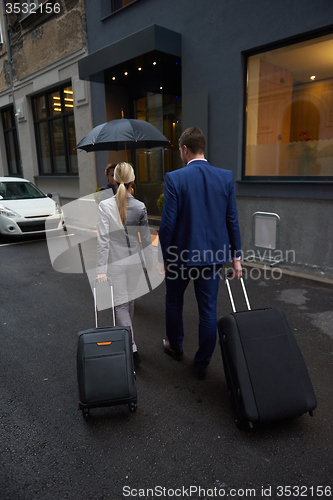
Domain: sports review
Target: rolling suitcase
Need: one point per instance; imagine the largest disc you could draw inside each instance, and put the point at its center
(265, 371)
(105, 368)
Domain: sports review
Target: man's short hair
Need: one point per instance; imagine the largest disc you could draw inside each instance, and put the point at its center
(194, 139)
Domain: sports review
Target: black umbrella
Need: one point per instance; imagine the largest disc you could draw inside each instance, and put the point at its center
(122, 134)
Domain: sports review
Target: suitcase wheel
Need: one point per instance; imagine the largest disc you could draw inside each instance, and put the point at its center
(132, 407)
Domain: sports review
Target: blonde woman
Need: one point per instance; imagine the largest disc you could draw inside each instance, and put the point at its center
(122, 223)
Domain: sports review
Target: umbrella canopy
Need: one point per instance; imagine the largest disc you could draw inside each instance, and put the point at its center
(122, 134)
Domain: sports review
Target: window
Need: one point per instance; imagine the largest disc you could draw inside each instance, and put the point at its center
(11, 142)
(289, 111)
(55, 132)
(119, 4)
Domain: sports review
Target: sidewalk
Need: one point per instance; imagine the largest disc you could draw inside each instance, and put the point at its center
(292, 272)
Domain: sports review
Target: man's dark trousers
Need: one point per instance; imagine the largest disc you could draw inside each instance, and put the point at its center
(206, 281)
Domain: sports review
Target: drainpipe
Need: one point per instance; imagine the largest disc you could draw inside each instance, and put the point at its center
(10, 71)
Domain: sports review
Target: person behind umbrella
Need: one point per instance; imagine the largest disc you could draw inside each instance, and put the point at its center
(122, 223)
(111, 188)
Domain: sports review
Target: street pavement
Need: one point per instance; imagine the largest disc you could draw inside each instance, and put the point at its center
(182, 442)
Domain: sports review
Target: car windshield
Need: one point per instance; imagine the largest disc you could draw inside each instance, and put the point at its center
(19, 191)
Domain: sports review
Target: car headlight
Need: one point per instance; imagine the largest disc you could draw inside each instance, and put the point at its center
(58, 209)
(7, 212)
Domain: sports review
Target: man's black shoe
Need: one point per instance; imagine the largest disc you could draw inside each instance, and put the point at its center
(171, 352)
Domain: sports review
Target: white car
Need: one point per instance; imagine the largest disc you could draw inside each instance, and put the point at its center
(24, 208)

▶ EXERCISE: Would you repeat each line of the listing exactly, skipping any picture?

▶ EXERCISE OUTPUT:
Domain: sports review
Target: rolling suitcase
Need: one point per instance; imagine the largest disc you could draw inside each instance, and put the point at its center
(265, 371)
(105, 368)
Domain: sports review
Target: man's short hair
Need: one point per instance; imagine the largest disc you could draw inside each instance, and put the point at its center
(194, 139)
Domain: sports review
Target: black umbrella
Need: one point per instance; imagine the largest disc you could draw inside each instance, and put the point at its center
(122, 134)
Domain: sports review
Target: suitcase wheel
Need: one point per instance; imagine the largest disc you could draw inside each instance, and put the point at its center
(132, 407)
Domain: sports review
Target: blonde woman
Need: one point per instance; imagine the largest disc you could draw inside each instance, and put the point at its center
(122, 223)
Domain: sports review
Target: umbrella canopy
Need: one point per instance; imagine the largest disc you could draw inside each instance, and put the point at its center
(122, 134)
Domain: sports review
Target: window
Need: one point per instance; imagine the largest disc you could draw inside each instance, and put the point at its center
(11, 142)
(289, 111)
(55, 132)
(119, 4)
Domain: sports review
Target: sidewalk
Need: one point per instance; imagine the largest disc you could draw inside each instance, and put the point at its center
(292, 272)
Domain: sports review
Target: man's dark trousers
Need: one point per instance; imagine the largest disc you could draw inside each instance, and put the point at its center
(206, 281)
Domain: sports review
Target: drainpipe
Need: one point per instance; imagine the largest disc you could draw inside each instance, and put the point at its center
(10, 71)
Domain: sports review
Target: person behind umbrella
Need: one point per instance; imagine the largest disc you could draw inside each instance, and put the point at its center
(122, 223)
(111, 188)
Domain: sports review
Target: street pavement
Need: one point per instance; imagine the largest disc you could draw inside each instance, and put the point at its center
(182, 442)
Domain: sports review
Target: car windshield
Need: one point per instance; imagine the largest disc you could draw inside each instance, and put the point at its center
(19, 191)
Domain: sports review
Target: car headlight
Need: one point per instance; imagine the largest disc you could draw inside each instance, and put the point at its center
(58, 209)
(7, 212)
Domain: sports review
Target: man's black shoe
Need: one point per instance; imagine the largest disc you could draw inside each instance, and put the point at its center
(171, 352)
Domain: sports review
Target: white car
Need: one point per instance; imagine the largest disc you could draw inside each instance, and put the point at its center
(24, 208)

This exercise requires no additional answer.